> _Your tasks_:
**1)** Answer these questions using the IRS excerpt:
(a) How many spontaneous assessments appear to have been made in fiscal 1966?
(b) On what date did President Nixon announce an expanded effort to combat drug abuse?
(c) What percentage penalty does the Service typically assess along with the greatest possible liability?
**2)** Rewrite a passage of the IRS excerpt with "lien" swapped for "claim". Begin at the words "IRS MANEUVERS" and stop after "of the assessment.".
**3)** Continue the IRS excerpt from where it stops.

[START Source excerpt]

The main weapon of the IRS against such crimes has been the criminal penalties in the Internal Revenue Code, which can be imposed on those who willfully attempt to evade or defeat taxes. These penalties are subject to the usual constitutional rules requiring that an accused be proven guilty of something before being deprived of liberty or property.

In addition to the criminal penalties, however, the IRS has available to it a little-known procedure known as spontaneous assessments, described recently by a senior U.S. judge as a weapon having "atomic potentialities in the arsenal of the tax gatherer." This procedure permits the IRS to assert that a citizen has received income, assess tax on it, and immediately seize and sell all of his property in payment of the tax. This can be done without any evidence other than a belief by any of the 58 IRS District Directors that collection of the tax thought to be due might be in jeopardy.

Because of the severity of spontaneous assessments, it had been longstanding IRS policy to use them sparingly. As recently as January 1972, the Director of the Collection Division of the IRS stressed that such assessments are made in only the most extreme situations. And, although available records are scanty, there appear to have been only 279 in fiscal 1966.

ARMING THE IRS

The availability of an "atomic" weapon did not go unnoticed, however, by the administration which brought us Watergate, enemies' lists, and abuse of the IRS. On June 17, 1971, President Nixon announced an expanded effort to combat drug abuse in a message which included a little-noticed project to conduct tax investigations of middle and upper echelon narcotic traffickers, making maximum use of spontaneous assessments. This project, referred to variously by the IRS as the "Narcotics Trafficker Program," or the "IRS Narcotics Project," continues at this date.

The size of the Narcotics Project is only recently beginning to surface. From June 1971 through June 1974, the IRS had made spontaneous assessments in 3,920 cases, total assessments under the project had reached $218.1 million, and collections had totaled $34.5 million. The program is continuing at a rate of around 1,400 cases a year.

Spontaneous assessments are authorized in two parts of the Internal Revenue Code under a subchapter titled "Jeopardy." The first part, "Termination of Taxable Year," permits the IRS to declare anyone's taxable year immediately terminated and to demand immediate payment of the tax for that period. The only requirement for a termination (as the IRS calls it) is that the IRS must find that a taxpayer intends to act in a way tending to prejudice proceedings to collect the tax. This finding, which can be made by any District Director, is not subject to court review as to whether there is any basis for it or whether the amount assessed has any relationship to anything. As a result, the Service typically computes the greatest liability possible and assesses a 25-percent penalty authorized by another section of the Code. The total amount assessed has, as a result, been six times higher than the amount actually collected.

The second part of the subchapter in question is titled "Jeopardy Assessments." Under this part, the IRS may immediately assess a deficiency in tax and demand its payment if it believes that the assessment or collection of the deficiency will be jeopardized by delay. Again, this belief may be entertained by any District Director, and neither its basis nor the amount assessed is subject to judicial review.

IRS MANEUVERS

An IRS demand that tax be immediately paid is supported by an armory of collection procedures. After the tax has been assessed, it is a lien in favor of the government on all property of the taxpayer. The IRS can then seize any and sell all of the taxpayer's property in payment of the assessment.

[END Source excerpt]
[START Material supplied]

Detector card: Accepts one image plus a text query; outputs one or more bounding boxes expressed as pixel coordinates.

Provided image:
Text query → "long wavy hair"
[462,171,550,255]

[END Material supplied]
[START Material supplied]

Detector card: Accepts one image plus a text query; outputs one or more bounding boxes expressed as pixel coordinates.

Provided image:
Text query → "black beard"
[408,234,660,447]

[END Material supplied]

> _Set of answers_:
**1)**
(a) 279
(b) June 17, 1971
(c) 25 percent

**2)**
IRS MANEUVERS

An IRS demand that tax be immediately paid is supported by an armory of collection procedures. After the tax has been assessed, it is a claim in favor of the government on all property of the taxpayer. The IRS can then seize any and sell all of the taxpayer's property in payment of the assessment.

**3)**
In the case of a jeopardy assessment, a person can do only two things to get his property immediately returned. First, he can ask the District Director to change his mind. Second, he is permitted to post a bond, a procedure the courts have described as a "mockery" because virtually no bonding company will provide a bond without security, and no security is available if all of the taxpayer's assets have been seized. In the case of a termination, the IRS contends that the taxpayer can do neither of these things, and over 90 percent of spontaneous assessments have been called terminations by the IRS.

If the taxpayer decides to go to court, he must contend with an 1867 law under which suits to restrain the assessment or collection of any tax are absolutely prohibited. This prohibition has been interpreted by the Supreme Court to mean that a person is entitled to an injunction against the IRS only if he can prove that collection of the tax would cause him irreparable injury and that under no circumstances could the government eventually win. The latter point is usually impossible to prove.

Despite the general unavailability of court relief, the unprecedented number of spontaneous assessments has produced an unprecedented number of court cases against the IRS. As of December 1974, there were at least 70 Federal court cases pending, and there have been at least 20 reported decisions. These decisions, although representing only a fraction of the cases, give some indication of IRS tactics and the targets of the project.

TACTICS REVEALED

Consider, for example, the case of Sharon Willits. In April 1973, a car in which she and a friend were riding was stopped by officers of the Miami Police Department. The friend had been under surveillance by the police for approximately five months because he was suspected of dealing in narcotics. Neither she nor her friend was arrested, but her license was examined.

Six weeks later Ms. Willits realized that she was being followed by an unmarked car. She pulled to the curb momentarily to let it pass, but it pulled in behind her. No one emerged from the car, and she pulled away. Again the car followed and then pulled up beside her. Two men dressed in casual clothes with full beards and long, frizzled hair tied in pony tails waved police badges. One was the same officer who had stopped her earlier.

Ms. Willits refused to give the strange-looking officers her current address and was arrested for speeding. She was not taken to the traffic section of the police department, however, but to the narcotics section (The officers had not been assigned to traffic.) A search of her purse revealed two vials containing a few barbiturates that had been purchased under a prescription from her doctor, a pistol, some cash, a gold coin, and items of jewelry. She was charged with speeding, carrying a concealed weapon, and possession of narcotic drugs and was released on bond.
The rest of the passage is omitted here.